Occupandomi di nomadismo digitale, ho molto riflettuto su quali siano le convinzioni e i ragionamenti errati sul concetto di lavoro che sembrano impedire a noi tutti di sfruttare nuove opportunità. Mi sto convincendo che siano dei retaggi culturali molto forti, che ci impediscono oggi di pensare a nuove soluzioni possibili per superare la crisi del lavoro, provenienti da un recente passato in cui le opportunità di scelta professionale erano notevolmente inferiori rispetto a quelle attuali.

Tra le più vecchie e radicate convinzioni c’è quella che un impiego è più sicuro di un lavoro autonomo e che per intraprendere un’attività servano un’idea sicura e tanti soldi. In concreto pensiamo che non si possa iniziare a sviluppare un’idea se prima non sappiamo esattamente dove ci porterà se non abbiamo un business plan rigorosamente scandito.

Questi concetti sono non solo superati, ma addirittura ribaltati, nell’era delle start up. ‘Start up’ è ormai uno di quei termini entrato nel nostro linguaggio, è possibile sentirlo echeggiare nelle notizie dei tg serali, spesso usato in modo inappropriato e con un certo distacco dai media tradizionali, che lo confinano in un mondo abitato da nerd e piccoli geni, insomma non un’opportunità concreta che tutti possono cogliere e sfruttare per rilanciare sul proprio futuro professionale.

Estratti da un dataset di rilevamento
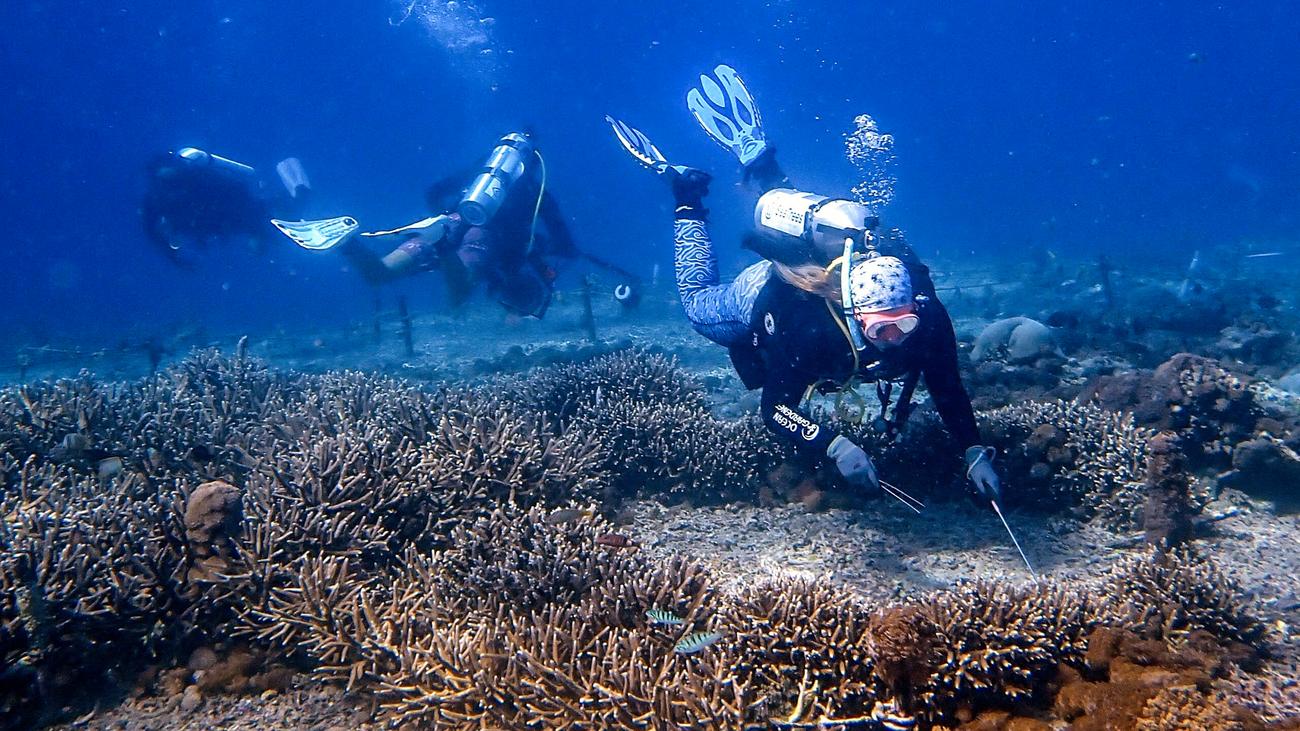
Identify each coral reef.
[1143,432,1192,546]
[982,401,1151,529]
[478,350,793,502]
[0,351,1279,728]
[1219,433,1300,511]
[1079,352,1260,468]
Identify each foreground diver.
[140,147,311,265]
[608,66,1000,506]
[273,133,632,317]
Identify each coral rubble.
[0,351,1279,728]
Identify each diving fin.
[361,213,454,239]
[605,114,686,174]
[276,157,312,198]
[686,64,767,165]
[270,216,359,251]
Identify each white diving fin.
[686,64,767,165]
[270,216,360,251]
[276,157,312,198]
[605,114,686,174]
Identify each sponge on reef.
[0,354,1279,728]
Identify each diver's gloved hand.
[966,445,1002,502]
[826,437,880,490]
[672,168,714,215]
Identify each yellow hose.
[524,150,546,256]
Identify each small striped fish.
[646,609,685,624]
[672,632,723,654]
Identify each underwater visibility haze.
[0,0,1300,731]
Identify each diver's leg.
[744,146,794,193]
[673,219,771,347]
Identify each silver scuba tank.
[176,147,257,176]
[456,133,533,226]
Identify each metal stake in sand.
[582,274,601,342]
[398,295,415,358]
[988,499,1039,581]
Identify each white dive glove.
[826,436,880,490]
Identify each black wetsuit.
[675,152,979,458]
[729,253,979,457]
[140,155,287,259]
[426,164,579,317]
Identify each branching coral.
[983,401,1151,529]
[1079,352,1258,468]
[0,354,1279,728]
[1109,548,1264,645]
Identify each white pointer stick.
[989,499,1039,581]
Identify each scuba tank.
[176,147,257,176]
[745,187,880,267]
[456,133,533,226]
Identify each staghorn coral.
[0,354,1279,728]
[913,583,1100,722]
[1132,685,1255,731]
[1079,352,1260,468]
[722,578,876,724]
[982,401,1151,529]
[1109,546,1264,645]
[486,349,793,502]
[245,509,749,728]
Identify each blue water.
[0,0,1300,345]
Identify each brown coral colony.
[0,351,1286,730]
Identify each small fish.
[672,632,723,654]
[595,533,637,548]
[96,457,124,480]
[542,507,592,525]
[646,609,686,624]
[59,432,90,451]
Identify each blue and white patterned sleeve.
[673,219,772,347]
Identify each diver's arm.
[538,193,580,256]
[339,239,415,285]
[922,299,979,450]
[761,368,839,459]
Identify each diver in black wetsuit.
[672,150,998,498]
[287,133,636,317]
[140,147,309,265]
[608,80,1000,501]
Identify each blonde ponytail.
[772,261,840,303]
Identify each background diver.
[139,147,311,265]
[273,133,636,317]
[607,65,1000,507]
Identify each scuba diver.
[272,131,636,319]
[606,65,1001,514]
[139,147,311,265]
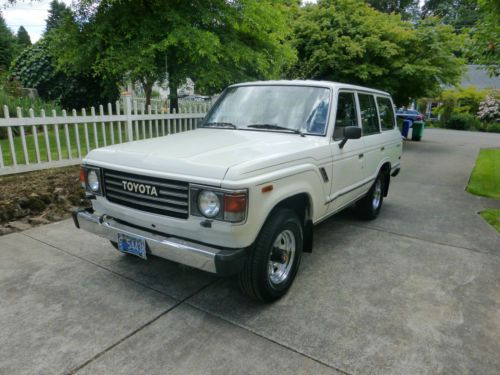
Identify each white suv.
[73,81,402,301]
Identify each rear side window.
[377,96,396,130]
[358,94,380,135]
[333,92,358,140]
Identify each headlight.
[198,190,220,217]
[87,169,99,193]
[189,184,248,223]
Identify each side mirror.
[339,126,361,148]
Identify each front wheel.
[239,208,303,302]
[356,172,385,220]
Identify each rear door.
[358,92,384,183]
[376,95,402,168]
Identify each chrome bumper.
[73,209,246,276]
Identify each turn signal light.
[224,194,247,222]
[80,167,85,189]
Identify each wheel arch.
[268,192,313,253]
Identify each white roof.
[230,79,390,96]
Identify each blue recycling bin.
[401,119,413,138]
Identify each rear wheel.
[239,208,303,302]
[356,172,385,220]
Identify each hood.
[85,129,318,180]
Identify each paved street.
[0,129,500,375]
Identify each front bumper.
[73,209,246,276]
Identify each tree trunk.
[168,80,179,112]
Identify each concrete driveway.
[0,130,500,374]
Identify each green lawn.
[467,149,500,199]
[0,121,188,166]
[467,149,500,232]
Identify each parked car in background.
[74,81,402,301]
[396,109,425,121]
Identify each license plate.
[118,233,146,259]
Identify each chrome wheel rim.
[268,229,296,285]
[372,179,382,210]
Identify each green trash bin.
[411,121,425,141]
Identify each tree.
[422,0,481,32]
[45,0,72,33]
[469,0,500,76]
[49,0,295,107]
[291,0,463,105]
[11,38,118,108]
[17,26,31,49]
[366,0,419,18]
[0,12,16,71]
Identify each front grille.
[103,169,189,219]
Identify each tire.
[239,208,304,302]
[356,172,385,220]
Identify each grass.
[0,120,189,166]
[467,149,500,233]
[0,124,126,166]
[480,209,500,233]
[467,149,500,199]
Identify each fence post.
[40,109,52,163]
[3,105,17,167]
[124,94,134,142]
[72,108,82,159]
[29,108,41,164]
[17,107,30,165]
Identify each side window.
[377,96,396,130]
[358,94,380,135]
[333,92,358,140]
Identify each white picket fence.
[0,97,209,175]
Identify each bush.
[445,113,481,130]
[10,39,119,109]
[477,90,500,123]
[0,89,61,118]
[436,86,488,123]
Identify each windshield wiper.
[202,122,238,129]
[247,124,305,137]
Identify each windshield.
[202,85,330,135]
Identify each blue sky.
[0,0,71,42]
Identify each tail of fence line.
[0,97,209,176]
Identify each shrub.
[10,39,118,109]
[436,86,488,123]
[477,90,500,123]
[445,113,481,130]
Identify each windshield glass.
[202,85,330,135]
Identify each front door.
[328,91,365,212]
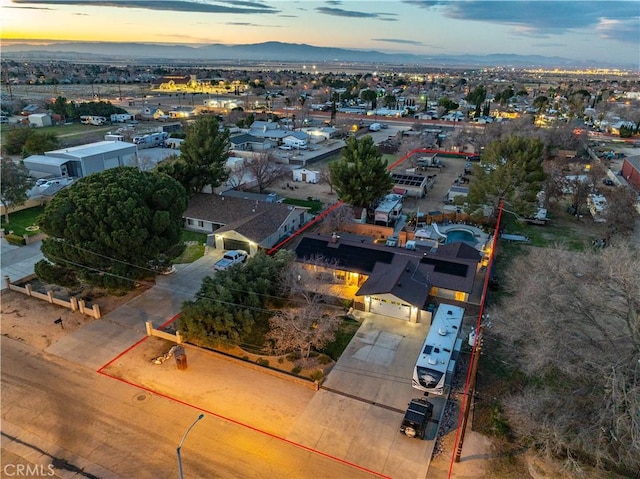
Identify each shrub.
[287,352,300,362]
[318,354,333,364]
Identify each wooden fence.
[4,276,101,319]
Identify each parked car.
[213,249,247,271]
[400,398,433,439]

# Esercizi
A - Riscrivi i record dall'inizio fino alla riga che contiene "[989,499,1039,581]" compresa, senza omettere alcuna riga tranne le immagini, e sposta di 22 ogni coordinata dei riquadri nelle risposte.
B - Riprendi il brano sul nomadismo digitale e proseguilo dal punto in cui si interrompe.
Il brano e i record provengono da fonti diverse.

# Soluzioni
A -
Identify each coral reef.
[1165,454,1214,568]
[1004,423,1173,551]
[500,372,815,524]
[22,373,1301,750]
[1241,455,1322,533]
[1101,374,1282,490]
Identify each foreground diver.
[162,169,333,287]
[630,88,1022,528]
[295,155,654,339]
Identify each coral rubble.
[22,373,1301,750]
Identify each diving fin.
[383,235,476,261]
[627,136,708,196]
[298,179,334,220]
[708,86,789,187]
[292,238,381,273]
Identify each white diving fin.
[708,86,789,187]
[292,238,382,273]
[298,179,334,220]
[627,136,708,196]
Identify each sponge on reef.
[22,376,1301,750]
Identify each diver's gloved hand.
[988,467,1024,524]
[848,459,902,512]
[694,190,736,237]
Identify each yellow hose.
[546,172,568,278]
Identify each small striped fish.
[668,631,707,646]
[694,654,745,676]
Identify each underwater visibility haze.
[22,22,1322,753]
Identify each diver's leg.
[766,168,816,215]
[695,241,793,369]
Identify each silver scuba tank.
[198,169,279,198]
[478,155,555,248]
Identify each metal stake in sand.
[604,296,623,364]
[420,317,437,380]
[1010,521,1061,603]
Identify each white dive glove.
[848,458,902,512]
Identify each black wetsuit.
[697,174,1001,480]
[751,275,1001,479]
[162,177,309,281]
[448,186,601,339]
Identify each branching coral.
[1005,423,1173,551]
[1101,374,1280,490]
[22,376,1301,750]
[1131,570,1286,667]
Identify each white pointer stick.
[1011,521,1061,603]

B -
Ed invece start up significa letteralmente “avvio” e rappresenta oggi un vero e proprio movimento che parte dal basso. Quello degli startupper, che non cercano un lavoro, ma lo creano, lo inventano, lo progettano, mettendo in gioco tempo ed energie personali per fare della propria abilità, del proprio know how o di un’idea originale il proprio lavoro.

La start up infatti non è un’azienda già strutturata ma un’organizzazione temporanea che è ancora alla ricerca di un modello di business, necessario per far diventare l’idea un prodotto o servizio che funzioni sul mercato. Superare la logica del posto fisso o del tradizionale modello imprenditoriale è davvero possibile in Italia? Cosa succede nel nostro Paese, oltre alla migrazione, seguita dal successo oltreoceano, delle start up made in Italy?

Nel Decreto Legge su “Ulteriori misure urgenti per la crescita del Paese” sono finalmente disciplinate le ‘start up innovative’, individuate per avere come oggetto sociale esclusivo lo sviluppo, la produzione e la commercializzazione di prodotti o servizi innovativi ad alto valore tecnologico (Sezione IX Misure per la nascita e lo sviluppo di imprese start-up innovative, Artt. 25-32).

Sono disciplinate anche le start up a vocazione sociale, per i settori educazione istruzione e formazione, tutela dell’ambiente, valorizzazione del patrimonio culturale, turismo sociale, formazione universitaria e post-universitaria, servizi culturali. Sono previsti incentivi e finanziamenti, non solo per i soci, ma anche per chi decide di investire in una start up (art. 29, dall’Irpef si detrae un importo pari al 19% della somma investita dal contribuente nel capitale sociale di una o più start-up innovative).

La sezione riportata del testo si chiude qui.